-- TEXT PASSAGE --
- Original title: Der Bajazzo
- Country: Germany
- Language: German

Publication
- Pages: 35

= The Clown (short story) =

1897 short story by Thomas Mann

"The Clown" (Der Bajazzo, Clown) is a short story by the 19th- and 20th-century German author Thomas Mann. It was first published in the German literary magazine Neue Rundschau in 1897, and were after his death, published as part of the collection Little Herr Freiedemann and Death in Venice and Other Stories.

The German title Der Bajazzo is formed from the Italian word used in the title of Ruggero Leoncavallo's opera Pagliacci, meaning clowns, an opera with which Mann was well-acquainted. The title has alternatively been translated as The Joker, suggesting an outsider or oddity. This is a theme strongly explored in this work. This is the most autobiographical of Thomas Mann's works before Tonio Kröger.

As in Little Herr Friedemann, Mann's idea of a life sustaining lie is explored as well. As in Little Herr Friedemann, the Joker learns that a life of aesthetic epicureanism cannot compensate for human isolation.

==Plot==

===Introduction===

The protagonist contemplates suicide in a deep despair and plans to kill himself, even if he should live for another six months. He finds his life bleak and needless as life must be lived, which he isn't capable of doing.

===Chapter 1===

The protagonist describes the old house in which he lived, with the motto "Pray and work" inscribed above the door. He further describes his slender and quiet mother and large, imposing and powerful father.

===Chapter 2===
He takes after his mother, more interested in art than business. The protagonist learns to play the piano, becomes interested in literature and plays at being a director of a puppet theater. He is popular with his peers who defer to him, his grades however aren't good.

===Chapter 3===
His interest in arts is further described, which his mother praises and his father criticizes as his grades are suffering because of it.

-- YOUR OBJECTIVE --
Continue the article on Thomas Mann's story "The Clown" from the point where it stops.

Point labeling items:
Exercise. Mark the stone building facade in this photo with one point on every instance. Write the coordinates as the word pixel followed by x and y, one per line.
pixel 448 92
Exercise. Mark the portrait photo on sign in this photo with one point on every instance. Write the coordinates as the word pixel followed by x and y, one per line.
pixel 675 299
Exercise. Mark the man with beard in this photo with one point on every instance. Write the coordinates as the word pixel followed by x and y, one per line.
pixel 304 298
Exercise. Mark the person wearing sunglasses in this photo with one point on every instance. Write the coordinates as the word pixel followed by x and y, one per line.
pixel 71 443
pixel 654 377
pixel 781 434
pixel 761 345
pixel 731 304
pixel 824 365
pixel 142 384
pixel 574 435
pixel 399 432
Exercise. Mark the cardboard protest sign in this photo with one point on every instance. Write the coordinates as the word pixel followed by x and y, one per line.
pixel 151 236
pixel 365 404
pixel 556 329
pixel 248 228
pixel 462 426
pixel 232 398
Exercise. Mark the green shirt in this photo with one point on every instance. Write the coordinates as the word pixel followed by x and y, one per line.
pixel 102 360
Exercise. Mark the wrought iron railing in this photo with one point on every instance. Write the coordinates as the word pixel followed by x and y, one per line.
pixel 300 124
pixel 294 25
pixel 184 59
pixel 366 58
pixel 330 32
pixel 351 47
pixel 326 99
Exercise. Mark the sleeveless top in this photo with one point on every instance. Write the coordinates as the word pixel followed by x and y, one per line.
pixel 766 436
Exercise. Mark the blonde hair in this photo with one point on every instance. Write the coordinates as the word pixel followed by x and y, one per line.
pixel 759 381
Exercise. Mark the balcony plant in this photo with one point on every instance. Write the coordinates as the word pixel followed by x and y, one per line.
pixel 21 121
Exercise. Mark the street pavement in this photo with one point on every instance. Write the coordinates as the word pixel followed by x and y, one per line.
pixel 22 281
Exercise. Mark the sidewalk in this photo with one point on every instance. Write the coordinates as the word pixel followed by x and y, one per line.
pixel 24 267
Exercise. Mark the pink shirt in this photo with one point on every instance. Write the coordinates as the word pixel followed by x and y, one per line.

-- RESPONSE TO THE EXERCISE --
===Chapter 4===
The protagonist overhears his parents talking about his future, his father wanting him to start apprenticeship and his mother wishing him to develop his art. He chooses to get into business and apprentices with Herr Schlievogt.

===Chapter 5===
The protagonist is content with this life, but expresses interest in an artist's Epicurean life. Here he meets Schelling, a man who admires him and defers to him.

===Chapter 6===
His father's company is liquidated, and his father dies due to stress and depression as well as overexerting himself in his work. His mother dies out of sadness soon after. He takes his inheritance of 100 000 marks and decides to travel.

===Chapter 7===
A description of his travels through Palermo, Rome and other Italian cities, as well as North Africa, Spain, and France, before returning to Germany to a quiet life of contemplation. During these travels, after one of his piano performances, he for the first time takes a great delight in the appreciation of others.

===Chapter 8===
The protagonist buys a house, furnishes it with his parents furniture and his mothers piano. He sets into a daily routine of playing the piano, reading, and taking walks. He feels a certain melancholy at the routine of his life and a lack of friends and social isolation.

===Chapter 9===
The protagonist talks about his depression, isolation and ennui. He tries to convince himself of his own happiness.

===Chapter 10===
At a point during his routine, the previous feelings strongly resurface, and he laments his lack of talent and unhappiness. At this point he makes a distinction between inner happiness, one's own opinion of himself – self-confidence and external happiness, the feeling of delight and joy because of the approval of others.

===Chapter 11===
On a blue, sunny autumn morning the protagonist takes a walk along the town's main avenue. As he is walking, he is passed by a carriage driven by a dark woman, alongside her father, who he quickly becomes enamored with. He compares her to a jewel in a store and himself to a beggar looking at it from the street with envy.

===Chapter 12===
He again sees her at the opera house. Not paying attention to the play, he looks at her with melancholy while listening to the music. Later they are joined by a person of high rank in society, who talks intimately with the woman. The protagonist expresses his contempt of the man to the reader. Following her home, he learns her name as Anna Rainer.

===Chapter 13===
A bazaar for charitable causes is held at the town hall where the woman is to participate. He finds her selling wine, but in the presence of the man. Due to a long period of his self-isolation, he is unable to speak to her and leaves embarrassed. Later he learns that the woman and man from the opera are to be wed.

===Chapter 14===
He runs into Schelling, who after some time notices his social degeneration and this time acts superior to him. He finally admits his unhappiness and recognizes his uselessness to society. At the end, he decides not to kill himself, as that would be too heroic for, as his father called him, a buffoon and a joker.

==Characters==
- The Clown, or the Joker - an unhappy, untalented, depressed and anxious main character living in isolation from the society around him.
- Mother - the gentle, loving mother of the Joker.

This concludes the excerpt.